▶ [THE REQUEST]
Put every line of the data below into a JSON list of strings, one string per line, with blank lines skipped and the pictures left out.

▶ [TASK DATA]
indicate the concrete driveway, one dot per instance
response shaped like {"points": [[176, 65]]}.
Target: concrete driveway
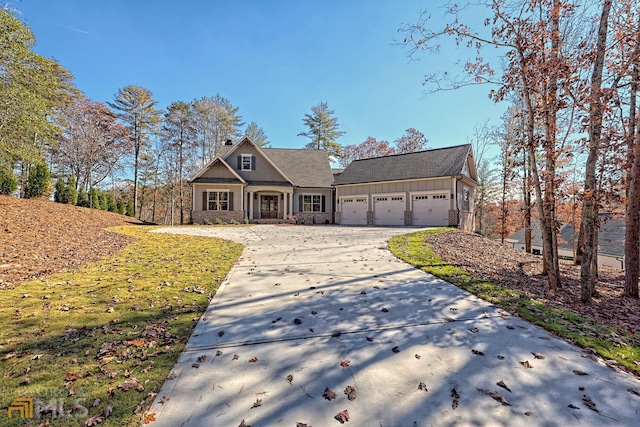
{"points": [[308, 309]]}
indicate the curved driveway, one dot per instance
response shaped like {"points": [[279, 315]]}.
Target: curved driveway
{"points": [[308, 308]]}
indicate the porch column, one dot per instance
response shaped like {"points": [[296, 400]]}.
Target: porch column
{"points": [[291, 203]]}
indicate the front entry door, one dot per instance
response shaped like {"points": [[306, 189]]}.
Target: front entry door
{"points": [[269, 207]]}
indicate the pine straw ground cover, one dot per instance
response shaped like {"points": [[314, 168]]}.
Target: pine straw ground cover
{"points": [[93, 345], [512, 279]]}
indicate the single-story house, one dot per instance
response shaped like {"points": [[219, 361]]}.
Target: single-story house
{"points": [[427, 188], [611, 237], [433, 187]]}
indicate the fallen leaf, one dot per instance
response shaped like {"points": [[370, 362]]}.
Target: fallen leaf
{"points": [[72, 376], [350, 392], [454, 393], [328, 394], [590, 403], [499, 398], [634, 391], [503, 385], [129, 384], [149, 418], [342, 417], [93, 421]]}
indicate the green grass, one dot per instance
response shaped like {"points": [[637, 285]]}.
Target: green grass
{"points": [[78, 337], [608, 342]]}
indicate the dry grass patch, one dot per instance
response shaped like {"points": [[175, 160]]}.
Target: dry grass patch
{"points": [[100, 341]]}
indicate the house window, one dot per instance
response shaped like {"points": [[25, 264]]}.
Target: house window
{"points": [[246, 162], [465, 199], [311, 203], [218, 200]]}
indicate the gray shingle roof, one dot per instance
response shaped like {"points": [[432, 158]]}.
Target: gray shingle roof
{"points": [[306, 168], [433, 163]]}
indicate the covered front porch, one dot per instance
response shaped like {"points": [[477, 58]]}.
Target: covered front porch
{"points": [[268, 203]]}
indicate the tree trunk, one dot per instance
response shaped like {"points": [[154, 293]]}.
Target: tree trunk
{"points": [[590, 203], [632, 217]]}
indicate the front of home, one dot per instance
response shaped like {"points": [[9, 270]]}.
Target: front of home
{"points": [[246, 182]]}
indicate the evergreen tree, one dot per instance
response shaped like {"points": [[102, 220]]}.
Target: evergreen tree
{"points": [[130, 211], [83, 198], [323, 130], [94, 199], [38, 182], [59, 195], [120, 207], [71, 190], [8, 183]]}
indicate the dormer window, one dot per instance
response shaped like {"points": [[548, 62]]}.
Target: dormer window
{"points": [[246, 162]]}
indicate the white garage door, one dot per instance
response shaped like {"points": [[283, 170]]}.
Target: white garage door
{"points": [[432, 209], [388, 210], [353, 211]]}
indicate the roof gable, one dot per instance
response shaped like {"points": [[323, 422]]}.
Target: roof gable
{"points": [[435, 163], [206, 174], [247, 141], [305, 168]]}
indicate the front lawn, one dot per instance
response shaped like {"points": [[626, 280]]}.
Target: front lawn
{"points": [[617, 346], [95, 345]]}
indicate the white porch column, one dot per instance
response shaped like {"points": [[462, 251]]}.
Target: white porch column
{"points": [[291, 203]]}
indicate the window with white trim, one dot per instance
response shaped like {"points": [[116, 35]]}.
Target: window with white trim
{"points": [[311, 203], [218, 200], [245, 163]]}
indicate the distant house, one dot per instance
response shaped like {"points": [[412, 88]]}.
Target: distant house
{"points": [[610, 240], [428, 188]]}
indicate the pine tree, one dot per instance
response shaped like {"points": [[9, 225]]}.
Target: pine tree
{"points": [[38, 182], [323, 130]]}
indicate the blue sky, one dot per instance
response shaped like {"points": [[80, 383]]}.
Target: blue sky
{"points": [[272, 59]]}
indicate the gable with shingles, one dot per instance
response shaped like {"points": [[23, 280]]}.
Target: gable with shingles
{"points": [[436, 163], [305, 168]]}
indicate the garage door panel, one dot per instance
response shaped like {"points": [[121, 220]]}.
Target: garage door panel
{"points": [[431, 210], [353, 211], [388, 210]]}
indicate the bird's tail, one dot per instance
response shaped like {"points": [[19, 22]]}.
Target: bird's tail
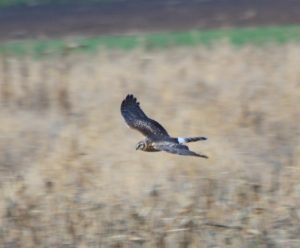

▶ [REPLY TO THE TASK]
[
  "indicate the concrete driveway, one dot per instance",
  "response shaped like {\"points\": [[176, 65]]}.",
  "Target: concrete driveway",
  "{\"points\": [[308, 309]]}",
  "indicate the curved driveway, one dot per instance",
  "response shaped like {\"points\": [[279, 315]]}.",
  "Target: curved driveway",
  "{\"points\": [[308, 308]]}",
  "indicate the porch column, one dot per instance",
  "response shaped like {\"points\": [[296, 400]]}.",
  "Target: porch column",
  "{\"points\": [[291, 203]]}",
  "indicate the front entry door, one dot per instance",
  "response shaped like {\"points\": [[306, 189]]}.",
  "Target: front entry door",
  "{\"points\": [[269, 207]]}",
  "indicate the pine straw ground cover, one dot per instance",
  "response shaped like {\"points\": [[314, 168]]}.",
  "Target: pine straw ground cover",
  "{\"points\": [[93, 345], [512, 279]]}",
  "indicate the single-story house, one dot per instance",
  "response shaped like {\"points\": [[219, 361]]}.",
  "Target: single-story house",
  "{\"points\": [[427, 188], [611, 237], [433, 187]]}",
  "indicate the fallen leaf, one dot per instance",
  "response shaped like {\"points\": [[370, 362]]}.",
  "Target: fallen leaf",
  "{\"points\": [[72, 376], [350, 392], [454, 393], [328, 394], [590, 403], [499, 398], [634, 391], [503, 385], [129, 384], [149, 418], [342, 417], [93, 421]]}",
  "indicate the green grass, one dot per instance",
  "response shaped like {\"points\": [[637, 285]]}.",
  "Target: green grass",
  "{\"points\": [[78, 337], [608, 342]]}",
  "indicate the dry grass patch, one dot per instance",
  "response shaped like {\"points\": [[175, 160]]}.",
  "Target: dry grass patch",
  "{\"points\": [[100, 341]]}",
  "indicate the house window, one dot per instance",
  "response shaped like {\"points\": [[25, 264]]}.",
  "Target: house window",
  "{\"points\": [[246, 162], [465, 199], [311, 203], [218, 200]]}",
  "indicate the gray shingle roof, one dot per instance",
  "response shaped like {\"points\": [[432, 158]]}.",
  "Target: gray shingle roof",
  "{\"points\": [[306, 168], [433, 163]]}",
  "indicate the covered front porch, one dot per instance",
  "response shaped like {\"points\": [[477, 58]]}.",
  "Target: covered front porch",
  "{\"points\": [[268, 203]]}",
  "indicate the tree trunk, one dot per instance",
  "response shaped like {\"points\": [[154, 293]]}.",
  "Target: tree trunk",
  "{\"points\": [[590, 203], [632, 217]]}",
  "indicate the front of home, one dot per instance",
  "response shaped like {\"points\": [[9, 270]]}.",
  "Target: front of home",
  "{\"points\": [[246, 182]]}",
  "indicate the evergreen tree, one dot per instance",
  "response shaped like {\"points\": [[102, 220]]}.",
  "Target: evergreen tree",
  "{\"points\": [[130, 211], [83, 198], [323, 130], [94, 199], [38, 182], [59, 195], [120, 207], [71, 190], [8, 183]]}",
  "indicate the dormer window, one dot per instance",
  "response shaped like {\"points\": [[548, 62]]}.",
  "Target: dormer window",
  "{\"points\": [[246, 162]]}",
  "indicate the white garage door, one dot per instance",
  "response shaped like {\"points\": [[283, 170]]}.",
  "Target: white garage door",
  "{\"points\": [[432, 209], [388, 210], [353, 211]]}",
  "indicate the roof gable, one dot per instance",
  "response shaped like {\"points\": [[323, 422]]}.",
  "Target: roof gable",
  "{\"points\": [[435, 163], [206, 174], [247, 141], [305, 168]]}",
  "indicate the front lawn, one dot per instance",
  "response shaped like {\"points\": [[626, 280]]}.",
  "Target: front lawn",
  "{\"points\": [[617, 346], [95, 345]]}",
  "indicate the white porch column, one dot per instance",
  "response shaped like {\"points\": [[462, 251]]}.",
  "Target: white porch column",
  "{\"points\": [[291, 203]]}",
  "indicate the window with white trim, one dot per instance",
  "response shaped like {\"points\": [[116, 35]]}.",
  "Target: window with white trim",
  "{\"points\": [[311, 203], [218, 200], [245, 163]]}",
  "indicate the distant house, one dot per instance",
  "response shaped like {\"points\": [[412, 88]]}.",
  "Target: distant house",
  "{\"points\": [[610, 240], [428, 188]]}",
  "indicate the pine tree, one dot per instance",
  "response shaped like {\"points\": [[9, 225]]}.",
  "Target: pine tree",
  "{\"points\": [[38, 182], [323, 130]]}",
  "indicate the blue sky, one dot per instance",
  "response shaped like {\"points\": [[80, 383]]}.",
  "Target: blue sky",
  "{\"points\": [[272, 59]]}",
  "indicate the gable with shingles, one dot per instance",
  "response shaped like {\"points\": [[23, 280]]}.",
  "Target: gable with shingles",
  "{\"points\": [[436, 163], [305, 168]]}",
  "indicate the garage door panel, one dot per instance",
  "response shaped like {\"points\": [[121, 220]]}.",
  "Target: garage door panel",
  "{\"points\": [[431, 210], [353, 211], [388, 210]]}",
  "indicate the bird's tail, one dot per instance",
  "response shaped like {\"points\": [[19, 22]]}.",
  "Target: bird's tail"
]